Instructions for the task: Copy out, exactly as written, only the line containing "# test: pointer marks one dot per instance of the water" and the lines after it through the end of the records.

---- Records for processing

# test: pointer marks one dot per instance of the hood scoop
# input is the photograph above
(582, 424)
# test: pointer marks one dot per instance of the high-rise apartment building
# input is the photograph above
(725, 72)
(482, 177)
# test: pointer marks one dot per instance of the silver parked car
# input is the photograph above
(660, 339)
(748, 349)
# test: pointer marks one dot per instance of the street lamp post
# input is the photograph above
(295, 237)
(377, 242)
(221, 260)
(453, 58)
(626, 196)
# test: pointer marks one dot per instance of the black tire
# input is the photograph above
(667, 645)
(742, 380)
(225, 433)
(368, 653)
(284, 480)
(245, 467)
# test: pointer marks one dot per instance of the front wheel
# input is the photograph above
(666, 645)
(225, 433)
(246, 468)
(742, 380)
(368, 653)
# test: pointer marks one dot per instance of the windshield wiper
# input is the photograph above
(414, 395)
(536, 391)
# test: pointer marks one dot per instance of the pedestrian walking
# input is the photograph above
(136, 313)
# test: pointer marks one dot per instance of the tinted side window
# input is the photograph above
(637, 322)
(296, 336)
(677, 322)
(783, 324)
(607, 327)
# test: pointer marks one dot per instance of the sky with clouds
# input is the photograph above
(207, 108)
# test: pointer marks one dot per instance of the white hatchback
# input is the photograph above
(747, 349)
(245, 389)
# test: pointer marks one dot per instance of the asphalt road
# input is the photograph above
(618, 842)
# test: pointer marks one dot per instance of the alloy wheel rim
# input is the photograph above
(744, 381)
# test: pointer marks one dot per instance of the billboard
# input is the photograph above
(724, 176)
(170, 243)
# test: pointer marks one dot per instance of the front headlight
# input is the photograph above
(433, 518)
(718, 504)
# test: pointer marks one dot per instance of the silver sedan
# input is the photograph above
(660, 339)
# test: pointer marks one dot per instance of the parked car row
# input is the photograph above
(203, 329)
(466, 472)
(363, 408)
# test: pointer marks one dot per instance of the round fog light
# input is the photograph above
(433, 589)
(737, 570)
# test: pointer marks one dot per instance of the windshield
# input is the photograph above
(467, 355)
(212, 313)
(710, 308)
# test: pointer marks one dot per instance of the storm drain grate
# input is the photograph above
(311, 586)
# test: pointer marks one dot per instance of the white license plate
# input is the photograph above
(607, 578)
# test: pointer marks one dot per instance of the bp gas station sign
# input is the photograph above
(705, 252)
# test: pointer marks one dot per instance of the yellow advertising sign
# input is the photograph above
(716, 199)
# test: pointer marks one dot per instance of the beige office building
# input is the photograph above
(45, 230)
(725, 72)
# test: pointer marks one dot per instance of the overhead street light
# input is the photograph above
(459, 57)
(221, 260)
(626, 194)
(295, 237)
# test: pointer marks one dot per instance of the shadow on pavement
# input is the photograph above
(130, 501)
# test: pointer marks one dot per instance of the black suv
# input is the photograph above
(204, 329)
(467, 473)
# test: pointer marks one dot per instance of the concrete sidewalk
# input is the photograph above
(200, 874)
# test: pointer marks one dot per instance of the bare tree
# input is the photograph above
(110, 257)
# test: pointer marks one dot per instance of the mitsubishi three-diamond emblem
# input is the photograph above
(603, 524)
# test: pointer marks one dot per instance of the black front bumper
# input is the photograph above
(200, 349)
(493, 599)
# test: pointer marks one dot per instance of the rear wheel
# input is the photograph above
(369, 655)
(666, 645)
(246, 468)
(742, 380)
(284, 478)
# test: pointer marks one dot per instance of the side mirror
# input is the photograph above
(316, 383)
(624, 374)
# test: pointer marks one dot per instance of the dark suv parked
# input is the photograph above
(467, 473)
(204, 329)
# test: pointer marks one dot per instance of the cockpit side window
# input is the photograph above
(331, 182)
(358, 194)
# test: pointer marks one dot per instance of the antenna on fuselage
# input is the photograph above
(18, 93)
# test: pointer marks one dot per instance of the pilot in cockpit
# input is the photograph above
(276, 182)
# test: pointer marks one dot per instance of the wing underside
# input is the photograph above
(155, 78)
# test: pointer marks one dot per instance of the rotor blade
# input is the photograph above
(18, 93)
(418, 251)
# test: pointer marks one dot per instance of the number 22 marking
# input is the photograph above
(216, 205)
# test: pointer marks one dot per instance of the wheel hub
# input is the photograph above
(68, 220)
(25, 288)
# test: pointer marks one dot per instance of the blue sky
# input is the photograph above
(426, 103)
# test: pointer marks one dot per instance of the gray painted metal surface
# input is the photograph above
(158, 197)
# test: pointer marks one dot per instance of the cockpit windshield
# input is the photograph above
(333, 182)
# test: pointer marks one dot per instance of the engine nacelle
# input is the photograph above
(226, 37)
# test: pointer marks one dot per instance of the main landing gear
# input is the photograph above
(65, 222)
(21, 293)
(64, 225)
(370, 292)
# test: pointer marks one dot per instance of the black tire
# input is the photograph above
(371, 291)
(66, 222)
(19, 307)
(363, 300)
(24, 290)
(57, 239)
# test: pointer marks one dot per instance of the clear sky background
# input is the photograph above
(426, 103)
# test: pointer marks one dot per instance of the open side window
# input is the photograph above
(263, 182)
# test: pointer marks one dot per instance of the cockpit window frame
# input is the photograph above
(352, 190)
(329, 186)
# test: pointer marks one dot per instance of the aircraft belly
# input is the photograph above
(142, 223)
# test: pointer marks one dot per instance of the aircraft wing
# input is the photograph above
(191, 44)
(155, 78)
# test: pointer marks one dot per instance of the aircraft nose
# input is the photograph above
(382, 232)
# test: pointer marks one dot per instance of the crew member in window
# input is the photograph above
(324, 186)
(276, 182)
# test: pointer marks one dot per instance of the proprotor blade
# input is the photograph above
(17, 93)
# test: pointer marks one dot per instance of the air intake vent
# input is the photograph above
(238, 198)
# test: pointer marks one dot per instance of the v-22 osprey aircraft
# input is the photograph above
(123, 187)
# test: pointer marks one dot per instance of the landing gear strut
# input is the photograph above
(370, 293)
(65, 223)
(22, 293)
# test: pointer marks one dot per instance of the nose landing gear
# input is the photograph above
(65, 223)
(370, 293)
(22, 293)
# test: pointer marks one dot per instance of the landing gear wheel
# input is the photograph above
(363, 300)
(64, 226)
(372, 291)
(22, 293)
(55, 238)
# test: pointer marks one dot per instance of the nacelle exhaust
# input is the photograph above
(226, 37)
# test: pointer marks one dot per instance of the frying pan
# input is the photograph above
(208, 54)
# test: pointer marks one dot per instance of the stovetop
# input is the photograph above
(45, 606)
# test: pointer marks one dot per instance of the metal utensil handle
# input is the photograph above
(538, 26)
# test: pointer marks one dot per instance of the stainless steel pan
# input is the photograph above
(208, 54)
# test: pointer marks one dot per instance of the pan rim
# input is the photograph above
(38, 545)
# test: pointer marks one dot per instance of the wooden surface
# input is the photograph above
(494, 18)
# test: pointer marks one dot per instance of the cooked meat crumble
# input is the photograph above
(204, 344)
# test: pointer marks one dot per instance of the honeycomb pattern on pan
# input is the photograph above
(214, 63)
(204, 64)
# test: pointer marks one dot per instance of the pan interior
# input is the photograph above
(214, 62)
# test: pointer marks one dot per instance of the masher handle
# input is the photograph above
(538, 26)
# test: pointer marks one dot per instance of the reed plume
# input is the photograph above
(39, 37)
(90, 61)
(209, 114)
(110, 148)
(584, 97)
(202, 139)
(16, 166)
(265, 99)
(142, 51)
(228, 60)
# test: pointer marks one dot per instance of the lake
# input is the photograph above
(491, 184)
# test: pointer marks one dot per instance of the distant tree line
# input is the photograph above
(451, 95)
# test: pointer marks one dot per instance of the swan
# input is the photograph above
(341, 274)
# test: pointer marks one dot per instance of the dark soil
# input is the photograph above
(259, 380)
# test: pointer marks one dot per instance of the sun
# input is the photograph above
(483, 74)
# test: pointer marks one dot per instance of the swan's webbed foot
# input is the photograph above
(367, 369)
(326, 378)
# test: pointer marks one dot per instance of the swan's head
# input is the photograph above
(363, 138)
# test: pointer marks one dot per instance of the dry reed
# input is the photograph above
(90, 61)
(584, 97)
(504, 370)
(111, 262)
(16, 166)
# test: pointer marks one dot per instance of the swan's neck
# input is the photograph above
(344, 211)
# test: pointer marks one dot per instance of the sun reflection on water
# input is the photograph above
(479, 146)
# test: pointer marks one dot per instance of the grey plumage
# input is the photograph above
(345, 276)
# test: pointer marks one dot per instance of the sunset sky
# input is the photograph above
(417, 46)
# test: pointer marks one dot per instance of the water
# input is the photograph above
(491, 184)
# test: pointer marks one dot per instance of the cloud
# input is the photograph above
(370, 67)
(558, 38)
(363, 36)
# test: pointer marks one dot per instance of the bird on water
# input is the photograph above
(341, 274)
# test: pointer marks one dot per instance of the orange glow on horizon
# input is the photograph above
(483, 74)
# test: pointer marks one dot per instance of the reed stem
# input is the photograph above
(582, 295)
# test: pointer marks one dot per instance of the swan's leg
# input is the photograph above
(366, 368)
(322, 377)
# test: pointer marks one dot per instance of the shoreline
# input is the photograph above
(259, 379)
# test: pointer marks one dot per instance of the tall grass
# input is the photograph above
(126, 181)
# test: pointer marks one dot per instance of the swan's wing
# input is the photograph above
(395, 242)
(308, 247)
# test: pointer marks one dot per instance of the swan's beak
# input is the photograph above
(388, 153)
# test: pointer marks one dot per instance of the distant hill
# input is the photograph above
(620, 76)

--------

Output for this task:
# test: pointer marks one dot per instance of the water
# input is the photograph above
(491, 184)
# test: pointer marks one dot per instance of the cloud
# input is the photograph above
(370, 67)
(558, 38)
(363, 36)
# test: pointer marks one dot per instance of the bird on water
# input is the photograph above
(341, 274)
# test: pointer marks one dot per instance of the orange glow on horizon
# input is the photograph above
(483, 74)
# test: pointer marks one dot per instance of the reed stem
# input is the photograph above
(582, 295)
# test: pointer marks one dot per instance of the swan's leg
# input is the photograph above
(366, 368)
(322, 377)
# test: pointer marks one dot per instance of the shoreline
# input is the photograph above
(259, 379)
# test: pointer marks one dot per instance of the tall grass
# input is the photograph above
(126, 181)
# test: pointer marks one dot per instance of the swan's wing
# input is the photograph above
(395, 242)
(308, 247)
# test: pointer marks one dot per instance of the swan's beak
# input is the photograph above
(388, 153)
# test: pointer marks one dot per instance of the distant hill
# input is the photograph above
(620, 76)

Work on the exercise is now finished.